- **Provided passage**
I’m already brimming with excitement at the reaction this insufferable piece will have when it comes out. I’ll use my journalistic toolbox—my verified Twitter account with 4,523 followers and a bio touting where my “words” have been published (@tnyshouts), not even a big deal—to craft a perfect tweet promoting my work.
“for (the @newyorker/@slate/@vox/@i_D), i wrote about wordle & how it’s the only thing we can agree on <link>”
No capitalization—I need this piece to seem blasé, like I wrote it during one sleepy morning, turns of phrase pouring out of me as easily as an overflowing cup, when in reality I’ve overthought every sentence and am convinced of the piece’s greatness and swift rise to the top of Twitter chatter. Four hours later—I was out getting groceries or something, no big deal that I’ve just submitted my literary and philosophical ideas to the world—I’ll post a screenshot of my favorite part of the piece, with an eye-catching sentence highlighted.

- **Tasks and exercises**
- 1) Print the stretch of the passage about tweeting a Wordle piece from "No capitalization—I need" through "eye-catching sentence highlighted.".
- 2) In the passage about tweeting a Wordle piece, how many followers does the verified Twitter account have?
- 3) Pick up the passage about tweeting a Wordle piece after its final sentence and keep writing it.
You won't need the source data for any of this.

Source data
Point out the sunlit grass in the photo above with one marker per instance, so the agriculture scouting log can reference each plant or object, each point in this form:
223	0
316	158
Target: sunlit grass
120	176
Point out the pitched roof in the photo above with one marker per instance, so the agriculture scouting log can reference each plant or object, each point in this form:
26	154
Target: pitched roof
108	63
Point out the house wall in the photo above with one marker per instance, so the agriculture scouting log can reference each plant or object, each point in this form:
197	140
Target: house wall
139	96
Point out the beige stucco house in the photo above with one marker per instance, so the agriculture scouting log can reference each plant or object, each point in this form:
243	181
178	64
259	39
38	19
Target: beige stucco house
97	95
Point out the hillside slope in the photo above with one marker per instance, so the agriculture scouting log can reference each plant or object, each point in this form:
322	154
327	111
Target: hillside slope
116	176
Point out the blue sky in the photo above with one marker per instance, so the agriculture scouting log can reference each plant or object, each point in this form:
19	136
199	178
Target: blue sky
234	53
--
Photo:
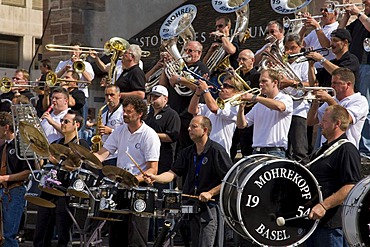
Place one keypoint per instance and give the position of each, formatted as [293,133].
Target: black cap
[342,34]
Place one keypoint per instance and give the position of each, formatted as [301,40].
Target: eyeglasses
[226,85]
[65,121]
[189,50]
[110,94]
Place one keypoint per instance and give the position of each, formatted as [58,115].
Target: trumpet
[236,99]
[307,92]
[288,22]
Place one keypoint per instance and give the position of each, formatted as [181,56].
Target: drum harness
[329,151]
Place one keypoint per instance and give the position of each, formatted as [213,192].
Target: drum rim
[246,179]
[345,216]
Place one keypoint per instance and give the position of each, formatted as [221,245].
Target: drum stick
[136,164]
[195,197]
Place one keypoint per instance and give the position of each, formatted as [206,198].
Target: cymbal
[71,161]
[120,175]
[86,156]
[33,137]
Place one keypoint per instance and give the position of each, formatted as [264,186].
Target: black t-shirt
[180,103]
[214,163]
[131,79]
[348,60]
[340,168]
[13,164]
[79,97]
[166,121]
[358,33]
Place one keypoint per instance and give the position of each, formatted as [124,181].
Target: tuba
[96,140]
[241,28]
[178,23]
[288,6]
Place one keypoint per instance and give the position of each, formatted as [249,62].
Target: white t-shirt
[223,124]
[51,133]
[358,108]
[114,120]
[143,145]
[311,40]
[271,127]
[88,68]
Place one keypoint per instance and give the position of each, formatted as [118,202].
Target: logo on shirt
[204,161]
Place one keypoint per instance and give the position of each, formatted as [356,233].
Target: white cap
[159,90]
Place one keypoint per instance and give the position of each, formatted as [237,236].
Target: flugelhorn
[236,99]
--
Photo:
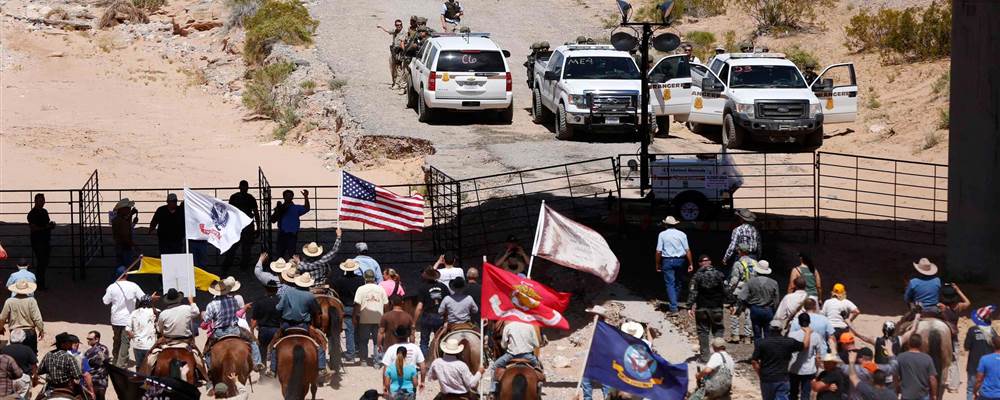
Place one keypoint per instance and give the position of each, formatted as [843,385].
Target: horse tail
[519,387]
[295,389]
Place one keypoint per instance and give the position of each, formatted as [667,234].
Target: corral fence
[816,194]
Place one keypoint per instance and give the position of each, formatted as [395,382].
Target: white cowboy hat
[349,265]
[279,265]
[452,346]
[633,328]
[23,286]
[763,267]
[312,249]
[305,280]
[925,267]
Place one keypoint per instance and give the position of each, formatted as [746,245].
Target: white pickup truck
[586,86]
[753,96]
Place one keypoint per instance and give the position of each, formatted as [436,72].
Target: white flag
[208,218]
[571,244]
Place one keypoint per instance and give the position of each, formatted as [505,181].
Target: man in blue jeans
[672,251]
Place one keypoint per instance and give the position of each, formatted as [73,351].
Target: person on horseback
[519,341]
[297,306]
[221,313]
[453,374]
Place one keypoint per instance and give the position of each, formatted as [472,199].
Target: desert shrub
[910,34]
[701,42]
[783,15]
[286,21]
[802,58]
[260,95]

- **Answers per task**
- 1)
No capitalization—I need this piece to seem blasé, like I wrote it during one sleepy morning, turns of phrase pouring out of me as easily as an overflowing cup, when in reality I’ve overthought every sentence and am convinced of the piece’s greatness and swift rise to the top of Twitter chatter. Four hours later—I was out getting groceries or something, no big deal that I’ve just submitted my literary and philosophical ideas to the world—I’ll post a screenshot of my favorite part of the piece, with an eye-catching sentence highlighted.

- 2) 4,523

- 3)
“In this way, Wordle not only postulates itself as a quick mind game—which, as psychology tells us is beneficial to mental strengthening and self-esteem depending on our correctness—a daily morning check-in between family members, but a way for globalization to rapidly ensue—albeit a perfunctory one, as if its creator, Josh Wardle, was unaware the peace and community—if only for a moment—five letters could bring.”
A long-winded sentence with several words I discovered when searching for synonyms, one that while lengthy, says really nothing at all? Pretentiously asserting Wordle as some harbinger of world peace, making it seem more important than it is, while hypothesizing a function Wardle would absolutely rebuke? It’s fucking perfect.
Can I email this to Putin or something?